Texto fuente:
-------

Se trata, en realidad, de una falta de énfasis de mayor alcance. Munro no elude los sentimientos, las emociones, el pathos, los ribetes trágicos y hasta la truculencia, pero nunca se desbarranca en el facilismo del efecto. Sortea el exceso melodramático o mórbido con una prosa clara y precisa, sin ornamentos inútiles. Tampoco hay efusión sentimental en el recuento del pasado, sino dos tiempos que se imbrican sin más y se conectan. En “The Progress of Love”, por ejemplo, una nena encuentra a su madre subida a un banquito con una soga al cuello en el granero. “Ve a llamar a tu padre”, le dice la mujer sin alterarse. A uno de los personajes de “Carried Away”, una historia sinuosa de amores y desencuentros durante la guerra, una sierra le rebana la cabeza en una maderera. Otro de los personajes, sin saber qué hacer, se saca el saco y la envuelve. El desconsuelo de un padre por el hijo muerto se resume así en “No Advantages”: “Se reprocharía más tarde por levantar la tapa del cajón para darle un último vistazo al rostro de su hijo preferido, un niño de tres años”. Cuando la narradora de “Hired Girl” pregunta por la hija muerta de la dueña de casa, recibe esta respuesta: “Murió cuando mi marido movió la cómoda de nuestro dormitorio. No se dio cuenta de que estaba en el camino. Una de las rueditas se enganchó en la alfombra y el mueble se le cayó encima”. La protagonista de “Destino” se cambia el tampón en el baño de un tren, detenido en el medio del campo por un accidente. Sabremos después que un hombre con quien acaba de conversar se ha suicidado tirándose del tren en marcha, y entre las muchas incidencias del relato se confundirán los rastros de sangre. Hay cáncer, suicidios, muerte y sangre en los cuentos de Munro, todo dicho por su nombre. En la vida pasan esas cosas y no se explica por qué la literatura debería ocultarlo. Los trazos gruesos se mezclan con los detalles insustanciales, los momentos dilatados con los fugaces, cada lugar está habitado por muchos tiempos, nada es simple, la red de causas es infinitamente compleja: he ahí un punto de partida posible para la sobrevida no ingenua del realismo.

-------

Material proporcionado:

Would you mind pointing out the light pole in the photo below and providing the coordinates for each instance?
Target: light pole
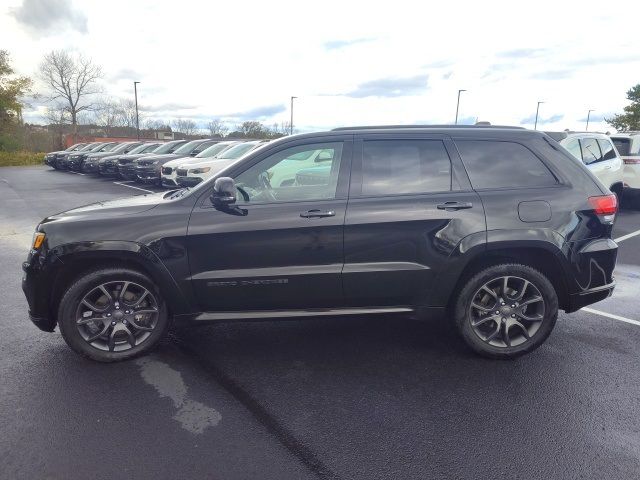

-------

Qué harás:
• A. Según el texto sobre los cuentos de Munro, ¿qué le dice la madre a su hija en "The Progress of Love" cuando la niña la encuentra en el granero?
• B. Prosigue el texto sobre los cuentos de Munro a partir de su última oración.

Respuestas:
• A. "Ve a llamar a tu padre".

• B.
“Se emerge de la experiencia con la conciencia aguzada acerca de la capacidad del arte para aguzar la conciencia”, escribió no hace mucho Roberta Smith acerca de las fotografías del canadiense Jeff Wall, prodigios de un artificioso, denso y perturbador realismo. No veo mejor fórmula para definir la experiencia de la lectura de su coterránea Alice Munro, artífice magistral de algunos poderes de la literatura que en bien de su diversidad sería bueno preservar.

 

Imágenes [en la edición impresa]. Lux Lindner, de la serie “Las Princesas Vivirán, las Terroristas Morirán”.

Lecturas. The View from Castle Rock y Runaway se publicaron en Alfred A. Knopf (Nueva York, 2006 y 2004, respectivamente). Carried Away. A Selection of Stories apareció en la biblioteca Everyman de la misma editorial en 2006, con una introducción de Margaret Atwood, aquí citada. En algunas librerías porteñas es posible encontrar Secreto a voces (Bogotá, Norma, 2001), Odio, amistad, noviazgo, amor, matrimonio (Barcelona, RBA, 2003) y Escapada (Barcelona, RBA, 2005). La cita de Willa Cather es de “Katherine Mansfield”, en Para mayores de cuarenta (Barcelona, Alba, 2002). Los comentarios críticos de Jonathan Franzen, Lorrie Moore y A. Alvarez se publicaron en The New York Times (14 de noviembre de 2004) y en The New York Review of Books (vol. 49, 17 de enero de 2002 y vol. 52, 10 de febrero de 2005), respectivamente. La crítica de Roberta Smith a la retrospectiva de Jeff Wall apareció en TNYT el 24 de febrero de 2007.